++++ Data records
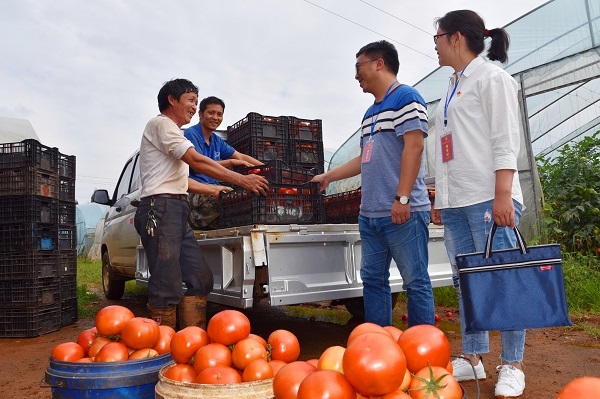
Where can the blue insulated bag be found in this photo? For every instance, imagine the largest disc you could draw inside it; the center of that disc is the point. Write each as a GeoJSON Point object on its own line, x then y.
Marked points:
{"type": "Point", "coordinates": [513, 289]}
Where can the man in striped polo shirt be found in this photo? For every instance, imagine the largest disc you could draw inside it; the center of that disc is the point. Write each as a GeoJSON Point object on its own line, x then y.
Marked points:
{"type": "Point", "coordinates": [394, 210]}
++++++++
• [Directions for this task]:
When you reproduce the entries above, keep every word exactly and leave out each picture.

• [Your response]:
Where can the blue insulated bag be found in this photo? For every instance, imagine the largest disc you could draw inside it; the center of that disc is the point. Write each as a GeoJSON Point object on its own line, x then y.
Marked points:
{"type": "Point", "coordinates": [513, 289]}
Where can the man in striped polo shirt be found in this photo? For every instance, imagine the largest disc you could draw inside it; the center of that disc is the point. Write each as a GeoJSON Point object on its own line, x then y.
Marked points:
{"type": "Point", "coordinates": [394, 210]}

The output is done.